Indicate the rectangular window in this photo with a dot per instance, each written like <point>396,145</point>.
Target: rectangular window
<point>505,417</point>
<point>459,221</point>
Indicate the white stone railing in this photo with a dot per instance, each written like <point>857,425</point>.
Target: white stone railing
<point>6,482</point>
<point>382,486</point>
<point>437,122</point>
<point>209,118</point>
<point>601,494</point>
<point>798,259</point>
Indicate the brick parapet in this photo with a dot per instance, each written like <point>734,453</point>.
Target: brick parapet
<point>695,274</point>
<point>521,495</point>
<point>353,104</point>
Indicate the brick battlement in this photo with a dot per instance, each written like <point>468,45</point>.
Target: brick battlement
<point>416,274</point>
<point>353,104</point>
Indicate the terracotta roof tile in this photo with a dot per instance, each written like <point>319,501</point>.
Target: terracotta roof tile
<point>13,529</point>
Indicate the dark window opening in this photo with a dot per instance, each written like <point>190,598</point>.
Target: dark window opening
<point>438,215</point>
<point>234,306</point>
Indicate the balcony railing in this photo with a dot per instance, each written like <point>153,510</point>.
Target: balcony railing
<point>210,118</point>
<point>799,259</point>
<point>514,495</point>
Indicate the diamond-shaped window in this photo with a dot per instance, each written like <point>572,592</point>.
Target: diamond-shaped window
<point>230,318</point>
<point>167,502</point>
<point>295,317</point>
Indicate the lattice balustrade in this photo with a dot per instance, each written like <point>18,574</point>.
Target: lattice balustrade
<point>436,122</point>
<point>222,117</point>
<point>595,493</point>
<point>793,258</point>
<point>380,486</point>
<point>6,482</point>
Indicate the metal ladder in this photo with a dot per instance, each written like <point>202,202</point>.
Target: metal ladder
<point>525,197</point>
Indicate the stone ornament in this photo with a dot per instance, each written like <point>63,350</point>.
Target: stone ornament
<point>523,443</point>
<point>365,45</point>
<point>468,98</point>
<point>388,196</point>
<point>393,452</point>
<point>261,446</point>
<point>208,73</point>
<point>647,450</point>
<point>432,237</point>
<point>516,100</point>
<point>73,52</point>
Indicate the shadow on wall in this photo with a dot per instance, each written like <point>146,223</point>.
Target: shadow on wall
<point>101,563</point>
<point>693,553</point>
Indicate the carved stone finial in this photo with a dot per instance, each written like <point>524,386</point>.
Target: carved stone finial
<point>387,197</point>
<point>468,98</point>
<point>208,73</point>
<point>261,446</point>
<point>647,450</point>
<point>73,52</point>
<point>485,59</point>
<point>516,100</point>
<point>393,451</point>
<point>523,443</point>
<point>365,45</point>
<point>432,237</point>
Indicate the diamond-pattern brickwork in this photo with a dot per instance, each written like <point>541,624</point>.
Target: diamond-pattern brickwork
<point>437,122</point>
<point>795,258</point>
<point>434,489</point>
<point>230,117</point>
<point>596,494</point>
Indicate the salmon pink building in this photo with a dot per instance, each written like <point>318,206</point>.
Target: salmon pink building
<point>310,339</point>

What the exercise asks → Reproduce all of the data above line for line, with no changes.

Solution to the exercise →
Indicate the rectangular window in this photo with a dot per instance, each written like <point>396,145</point>.
Target: rectangular window
<point>505,417</point>
<point>459,221</point>
Indicate the white stone railing in this photo with a dot per instance, each written like <point>857,425</point>.
Target: white stone railing
<point>6,482</point>
<point>382,486</point>
<point>437,122</point>
<point>209,118</point>
<point>601,494</point>
<point>798,259</point>
Indicate the brick parapet in this photo with a dot per instance, each written like <point>734,453</point>.
Target: brick parapet
<point>695,274</point>
<point>521,495</point>
<point>353,104</point>
Indicate the brick battlement in this photo with a dot per instance, each written like <point>468,45</point>.
Target: brick battlement
<point>416,274</point>
<point>353,104</point>
Indicate the terracotta roof tile in this photo with a dot per instance, each written like <point>319,501</point>.
Target: terracotta roof tile
<point>13,529</point>
Indicate the dark window opening in this photo with a dot per instance, each written like <point>190,598</point>.
Target: dark window opening
<point>438,215</point>
<point>234,306</point>
Indicate the balcony railing in this photo with a dot per instance, each written like <point>153,510</point>.
Target: balcony railing
<point>210,118</point>
<point>799,259</point>
<point>514,495</point>
Indicate the diamond-shaped window in this photo with a dot per instance, each written like <point>572,592</point>.
Target: diamond-shaped window
<point>230,318</point>
<point>167,502</point>
<point>295,317</point>
Indicate the lattice balustrade in this photo with a dot per instance, each written like <point>18,574</point>.
Target: lattice balustrade
<point>436,122</point>
<point>222,117</point>
<point>595,493</point>
<point>793,258</point>
<point>380,486</point>
<point>6,482</point>
Indicate the metal ladder in this photo with a dot per instance, each written like <point>202,202</point>.
Target: metal ladder
<point>525,197</point>
Indicate the stone ornament in this photo with a dot per instance, each written like <point>63,350</point>.
Target: stone ornament
<point>523,443</point>
<point>365,45</point>
<point>468,98</point>
<point>388,196</point>
<point>393,452</point>
<point>261,446</point>
<point>208,73</point>
<point>647,450</point>
<point>432,237</point>
<point>516,100</point>
<point>73,52</point>
Indicate the shadow on wall in this photo with a dot per instance, each written like <point>146,223</point>.
Target: shadow on wall
<point>101,563</point>
<point>693,553</point>
Indicate the carved stone finial in this photo with a dot per instance, each written like <point>524,386</point>.
Target: carved stone finial
<point>387,197</point>
<point>468,98</point>
<point>208,73</point>
<point>261,446</point>
<point>647,450</point>
<point>73,52</point>
<point>485,59</point>
<point>516,100</point>
<point>393,451</point>
<point>523,443</point>
<point>365,45</point>
<point>432,237</point>
Indicate the diamond-pattern brickwork in this photo with a dot per instance, each written like <point>541,624</point>.
Target: diamond-pattern brickwork
<point>437,122</point>
<point>795,258</point>
<point>434,489</point>
<point>230,117</point>
<point>596,494</point>
Indicate the salmon pink building in this photo with a dot per instance, each written like <point>318,206</point>.
Target: salmon pink building
<point>310,339</point>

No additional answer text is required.